Quote, word for word, the part of the data that opens with the line containing "Mark every instance of tree" and closes with the line containing "0;0;384;171", including both of those lines.
==== PROVIDED RECORDS
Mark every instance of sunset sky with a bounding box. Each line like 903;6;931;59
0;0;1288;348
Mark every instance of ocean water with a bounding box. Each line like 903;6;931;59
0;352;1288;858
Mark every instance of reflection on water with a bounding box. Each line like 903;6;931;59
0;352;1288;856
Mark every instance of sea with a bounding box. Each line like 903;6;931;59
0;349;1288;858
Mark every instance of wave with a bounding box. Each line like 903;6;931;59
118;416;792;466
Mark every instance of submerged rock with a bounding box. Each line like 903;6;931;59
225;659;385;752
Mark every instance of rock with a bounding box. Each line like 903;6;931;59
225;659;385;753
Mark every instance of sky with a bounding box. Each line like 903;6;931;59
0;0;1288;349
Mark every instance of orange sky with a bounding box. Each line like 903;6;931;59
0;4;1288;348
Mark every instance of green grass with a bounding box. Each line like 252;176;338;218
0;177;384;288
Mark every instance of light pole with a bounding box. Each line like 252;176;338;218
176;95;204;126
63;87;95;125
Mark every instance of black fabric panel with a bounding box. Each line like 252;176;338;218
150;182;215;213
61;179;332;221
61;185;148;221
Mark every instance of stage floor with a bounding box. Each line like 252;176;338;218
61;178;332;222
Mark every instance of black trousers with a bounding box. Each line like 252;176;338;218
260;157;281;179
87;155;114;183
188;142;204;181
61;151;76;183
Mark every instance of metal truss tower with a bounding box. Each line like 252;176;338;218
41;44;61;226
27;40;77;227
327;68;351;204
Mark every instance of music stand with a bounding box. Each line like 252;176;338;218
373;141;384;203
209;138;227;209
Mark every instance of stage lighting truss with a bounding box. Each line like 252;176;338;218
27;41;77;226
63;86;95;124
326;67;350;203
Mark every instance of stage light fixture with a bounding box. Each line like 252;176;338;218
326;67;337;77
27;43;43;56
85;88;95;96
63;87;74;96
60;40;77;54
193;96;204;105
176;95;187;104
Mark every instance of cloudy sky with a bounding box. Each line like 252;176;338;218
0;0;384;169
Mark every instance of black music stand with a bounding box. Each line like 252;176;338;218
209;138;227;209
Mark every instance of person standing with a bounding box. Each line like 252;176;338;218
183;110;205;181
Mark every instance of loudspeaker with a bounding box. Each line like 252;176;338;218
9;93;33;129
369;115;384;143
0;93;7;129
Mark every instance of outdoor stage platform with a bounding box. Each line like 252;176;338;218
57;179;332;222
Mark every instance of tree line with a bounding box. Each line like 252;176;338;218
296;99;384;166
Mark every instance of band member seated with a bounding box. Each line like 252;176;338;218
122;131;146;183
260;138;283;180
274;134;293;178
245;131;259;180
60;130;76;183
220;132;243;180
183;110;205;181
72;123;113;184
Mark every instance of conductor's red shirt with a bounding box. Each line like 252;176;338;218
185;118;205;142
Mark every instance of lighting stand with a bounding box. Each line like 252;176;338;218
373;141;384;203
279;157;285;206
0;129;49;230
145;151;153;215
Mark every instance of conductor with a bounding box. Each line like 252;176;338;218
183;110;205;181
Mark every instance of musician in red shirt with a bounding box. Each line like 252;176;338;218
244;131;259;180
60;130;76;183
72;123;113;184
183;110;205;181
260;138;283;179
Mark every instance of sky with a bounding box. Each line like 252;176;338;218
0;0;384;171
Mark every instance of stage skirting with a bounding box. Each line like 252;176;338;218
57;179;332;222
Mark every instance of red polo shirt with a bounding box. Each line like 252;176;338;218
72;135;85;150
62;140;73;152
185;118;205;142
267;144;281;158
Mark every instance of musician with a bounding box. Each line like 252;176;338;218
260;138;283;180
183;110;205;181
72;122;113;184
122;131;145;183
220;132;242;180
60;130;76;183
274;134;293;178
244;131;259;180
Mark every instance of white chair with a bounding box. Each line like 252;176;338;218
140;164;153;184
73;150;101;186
========
◆ TASK RESULT ◆
Mark every instance of tree line with a bounding box. Each line like 252;176;338;218
296;99;384;166
Mark every instance of band member seated with a bounding box. Each line like 252;176;338;218
122;131;146;183
260;138;283;180
274;134;293;178
245;131;259;180
60;130;76;183
220;132;243;180
183;110;205;181
72;123;113;184
Mark every instance of conductor's red shirt with a bounding box. Each line like 252;176;338;218
185;118;205;142
Mark every instance of lighting stand with a bounding box. Each line like 252;176;338;218
373;141;384;203
279;157;285;206
0;129;49;230
145;151;153;215
Mark every instance of conductor with a bounding box. Each line like 252;176;338;218
183;110;205;181
Mark every instance of musician in red shirt with a bounding box. Each line like 252;176;338;218
244;131;259;180
60;130;76;183
72;123;113;184
183;110;205;181
260;138;283;179
Mark every instance of sky with a bounding box. Each line like 252;176;338;218
0;0;384;171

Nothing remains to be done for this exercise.